Brief: Render every line of the records below as a JSON list of strings, one string per line, skipping blank lines.
---- Input material
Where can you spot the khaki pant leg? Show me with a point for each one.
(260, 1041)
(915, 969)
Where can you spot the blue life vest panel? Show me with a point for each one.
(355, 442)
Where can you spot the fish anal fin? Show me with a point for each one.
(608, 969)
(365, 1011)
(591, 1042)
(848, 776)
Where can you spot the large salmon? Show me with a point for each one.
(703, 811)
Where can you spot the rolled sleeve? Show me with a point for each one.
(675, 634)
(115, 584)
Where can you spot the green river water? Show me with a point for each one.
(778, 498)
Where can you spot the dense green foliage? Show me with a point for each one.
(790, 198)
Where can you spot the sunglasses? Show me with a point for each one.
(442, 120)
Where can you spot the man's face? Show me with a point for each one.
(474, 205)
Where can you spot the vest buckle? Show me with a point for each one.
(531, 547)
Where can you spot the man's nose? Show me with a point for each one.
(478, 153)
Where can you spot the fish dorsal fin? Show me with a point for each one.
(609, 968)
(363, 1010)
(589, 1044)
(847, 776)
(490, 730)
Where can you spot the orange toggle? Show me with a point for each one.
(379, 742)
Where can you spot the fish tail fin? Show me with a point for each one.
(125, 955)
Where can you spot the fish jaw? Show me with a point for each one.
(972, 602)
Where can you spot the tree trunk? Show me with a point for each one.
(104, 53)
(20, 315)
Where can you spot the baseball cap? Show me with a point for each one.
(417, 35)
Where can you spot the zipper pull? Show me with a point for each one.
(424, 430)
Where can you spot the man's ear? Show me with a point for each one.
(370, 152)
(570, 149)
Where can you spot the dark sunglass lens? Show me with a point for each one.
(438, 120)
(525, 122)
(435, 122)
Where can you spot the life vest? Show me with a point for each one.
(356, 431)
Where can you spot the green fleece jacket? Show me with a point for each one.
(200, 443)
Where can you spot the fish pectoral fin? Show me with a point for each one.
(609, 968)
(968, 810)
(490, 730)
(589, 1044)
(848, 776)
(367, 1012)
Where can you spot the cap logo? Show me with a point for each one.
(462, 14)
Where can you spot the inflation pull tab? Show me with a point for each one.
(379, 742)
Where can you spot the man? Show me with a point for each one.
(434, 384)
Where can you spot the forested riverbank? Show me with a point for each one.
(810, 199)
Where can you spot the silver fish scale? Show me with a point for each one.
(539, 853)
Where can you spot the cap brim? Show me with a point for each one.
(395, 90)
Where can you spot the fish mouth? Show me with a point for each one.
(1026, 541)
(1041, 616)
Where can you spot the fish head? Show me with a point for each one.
--------
Answer to this problem:
[
  "Where can you spot the khaki pant leg? Show me with a point for each one.",
  "(260, 1041)",
  "(915, 969)",
  "Where can you spot the blue life vest panel? Show me with a point for each one.",
  "(355, 442)",
  "Where can you spot the fish anal fin? Show me with a point for each one.",
  "(608, 969)",
  "(365, 1011)",
  "(591, 1042)",
  "(848, 776)",
  "Where can you spot the large salmon? Show me with a point for each one.",
  "(703, 811)",
  "Where can you spot the rolled sleeve? Show me with a point for each one.",
  "(675, 634)",
  "(115, 584)",
  "Where can you spot the green river water? Show me with a point for each one.",
  "(778, 498)",
  "Where can you spot the dense green foliage? Show me with a point for each one.",
  "(790, 198)",
  "Where can you spot the sunglasses? Show me with a point for each one.",
  "(442, 120)",
  "Where can you spot the man's face? Show me with a point for each one.",
  "(474, 205)",
  "Where can you spot the vest buckle? Show me with a point for each one.",
  "(531, 547)",
  "Where can you spot the man's nose? Show me with a point for each one.",
  "(478, 153)",
  "Where can you spot the fish dorsal fin? Show me with a point for each one.",
  "(609, 968)",
  "(363, 1010)",
  "(589, 1044)",
  "(847, 776)",
  "(490, 730)",
  "Where can you spot the orange toggle? Show me with a point for each one.",
  "(379, 742)",
  "Where can you spot the fish tail fin? Show me with a point for each one.",
  "(125, 955)",
  "Where can you spot the fish jaw? Show me with a point for each one.",
  "(972, 602)",
  "Where can you spot the tree trunk? Show me with a point for each one.",
  "(104, 53)",
  "(20, 315)",
  "Where can you spot the baseball cap? Show me with a point for each one.",
  "(417, 35)",
  "Where can you spot the zipper pull? Show me with a point for each one.",
  "(424, 430)",
  "Where can you spot the man's ear? Show me with a point for each one.",
  "(370, 152)",
  "(570, 149)",
  "Where can you spot the dark sunglass lens? Show me with a point for each one.",
  "(438, 120)",
  "(525, 122)",
  "(435, 122)",
  "Where can you spot the life vest? Show me with a point for each one.",
  "(356, 431)",
  "Where can you spot the green fleece jacket? Show me with a point for each one.",
  "(200, 443)",
  "Where can you spot the fish pectoral fin? Show me with a point for each one.",
  "(609, 968)",
  "(968, 810)",
  "(490, 730)",
  "(589, 1044)",
  "(848, 776)",
  "(367, 1012)",
  "Where can you spot the cap logo? Show me with a point for each one.",
  "(462, 14)",
  "Where can you spot the inflation pull tab? Show me with a point for each one.",
  "(379, 742)",
  "Where can you spot the man? Show me with a point for each one.",
  "(434, 384)",
  "Where can you spot the forested riverbank? Show me with a point for each one.",
  "(810, 199)",
  "Where can you spot the silver fish scale? Show me with a point for each one.",
  "(539, 853)",
  "Where can you spot the cap brim? Show me with a point for each one.",
  "(395, 90)",
  "Where can you spot the fish mouth? Show me with a point for each one.",
  "(1026, 541)",
  "(1041, 616)",
  "Where can you spot the fish head? Show me with a point for each one."
]